Contour labeling listing:
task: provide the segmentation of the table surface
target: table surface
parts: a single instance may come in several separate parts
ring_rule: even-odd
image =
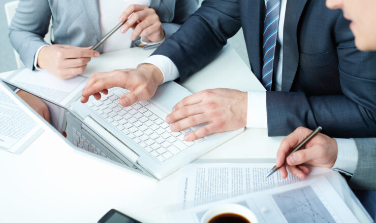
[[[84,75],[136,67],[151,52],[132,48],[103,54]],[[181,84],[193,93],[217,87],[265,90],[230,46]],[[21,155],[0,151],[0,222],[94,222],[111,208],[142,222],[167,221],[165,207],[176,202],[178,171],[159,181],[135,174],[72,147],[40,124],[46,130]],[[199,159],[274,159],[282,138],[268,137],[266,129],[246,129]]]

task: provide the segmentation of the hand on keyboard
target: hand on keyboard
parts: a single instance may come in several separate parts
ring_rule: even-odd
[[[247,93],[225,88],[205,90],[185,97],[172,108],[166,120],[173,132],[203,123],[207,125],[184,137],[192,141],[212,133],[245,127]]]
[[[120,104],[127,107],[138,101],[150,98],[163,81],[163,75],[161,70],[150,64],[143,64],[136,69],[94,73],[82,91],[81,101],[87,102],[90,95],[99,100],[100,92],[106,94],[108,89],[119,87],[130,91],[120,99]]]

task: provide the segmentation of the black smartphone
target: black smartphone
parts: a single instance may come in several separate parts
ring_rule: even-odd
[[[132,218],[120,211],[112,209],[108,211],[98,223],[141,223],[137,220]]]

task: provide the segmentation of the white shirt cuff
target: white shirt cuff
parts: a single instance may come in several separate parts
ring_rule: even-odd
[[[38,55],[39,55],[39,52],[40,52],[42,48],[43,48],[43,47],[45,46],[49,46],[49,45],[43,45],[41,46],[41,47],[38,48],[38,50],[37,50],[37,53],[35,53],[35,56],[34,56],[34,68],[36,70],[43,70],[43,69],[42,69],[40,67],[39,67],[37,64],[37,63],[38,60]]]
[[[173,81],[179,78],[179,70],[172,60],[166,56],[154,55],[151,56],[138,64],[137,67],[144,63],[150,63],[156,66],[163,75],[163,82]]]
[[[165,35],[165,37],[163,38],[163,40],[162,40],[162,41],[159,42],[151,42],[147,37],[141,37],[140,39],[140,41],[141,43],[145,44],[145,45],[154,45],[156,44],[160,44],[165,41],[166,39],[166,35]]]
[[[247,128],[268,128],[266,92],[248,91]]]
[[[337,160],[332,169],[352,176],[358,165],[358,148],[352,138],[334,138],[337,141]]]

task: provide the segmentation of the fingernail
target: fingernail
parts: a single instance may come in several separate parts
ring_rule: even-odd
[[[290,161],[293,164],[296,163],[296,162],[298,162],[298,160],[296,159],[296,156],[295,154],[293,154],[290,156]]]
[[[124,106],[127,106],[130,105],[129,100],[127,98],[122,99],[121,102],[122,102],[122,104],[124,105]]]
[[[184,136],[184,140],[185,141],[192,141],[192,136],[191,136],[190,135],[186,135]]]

...

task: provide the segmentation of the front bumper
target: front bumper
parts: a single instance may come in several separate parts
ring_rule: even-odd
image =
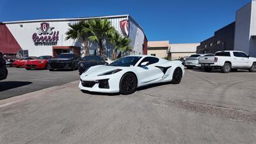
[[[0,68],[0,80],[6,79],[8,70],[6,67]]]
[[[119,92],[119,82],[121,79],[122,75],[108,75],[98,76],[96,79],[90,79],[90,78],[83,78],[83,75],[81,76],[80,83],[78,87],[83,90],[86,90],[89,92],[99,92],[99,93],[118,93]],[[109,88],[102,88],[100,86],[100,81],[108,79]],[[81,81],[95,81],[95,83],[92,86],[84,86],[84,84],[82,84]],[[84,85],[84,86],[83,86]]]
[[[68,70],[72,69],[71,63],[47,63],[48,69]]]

...

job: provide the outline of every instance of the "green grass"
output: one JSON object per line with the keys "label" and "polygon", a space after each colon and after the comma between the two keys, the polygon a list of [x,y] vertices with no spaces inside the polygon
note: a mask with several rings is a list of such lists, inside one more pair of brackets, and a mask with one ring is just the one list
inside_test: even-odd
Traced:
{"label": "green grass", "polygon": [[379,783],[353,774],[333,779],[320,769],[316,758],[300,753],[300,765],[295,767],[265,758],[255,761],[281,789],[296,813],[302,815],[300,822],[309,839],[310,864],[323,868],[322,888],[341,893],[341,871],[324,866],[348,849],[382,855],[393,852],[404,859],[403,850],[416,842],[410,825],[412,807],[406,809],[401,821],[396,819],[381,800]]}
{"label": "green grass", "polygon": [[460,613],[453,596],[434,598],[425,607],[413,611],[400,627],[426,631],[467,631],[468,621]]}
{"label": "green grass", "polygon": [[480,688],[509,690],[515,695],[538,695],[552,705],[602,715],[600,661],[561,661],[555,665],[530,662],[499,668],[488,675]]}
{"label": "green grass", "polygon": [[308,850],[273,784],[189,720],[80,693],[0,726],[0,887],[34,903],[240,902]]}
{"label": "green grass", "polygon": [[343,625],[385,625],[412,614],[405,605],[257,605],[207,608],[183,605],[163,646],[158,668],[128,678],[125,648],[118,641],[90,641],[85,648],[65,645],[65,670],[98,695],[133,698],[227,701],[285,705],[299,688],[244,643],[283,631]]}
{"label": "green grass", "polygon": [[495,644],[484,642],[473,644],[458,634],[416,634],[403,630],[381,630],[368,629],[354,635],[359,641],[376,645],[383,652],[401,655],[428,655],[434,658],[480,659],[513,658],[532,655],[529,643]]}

What you have to do
Please rewrite the listing from the line with "job: provide the" to the line with "output: one JSON", putting "points" in place of "vertices" and leaving everything else unchanged.

The solution
job: provide the outline of every instance of the "green grass"
output: one JSON object per line with the keys "label" and "polygon", a space after each colon and after the comma between the two keys, the polygon a list of [x,y] points with no spaces inside the polygon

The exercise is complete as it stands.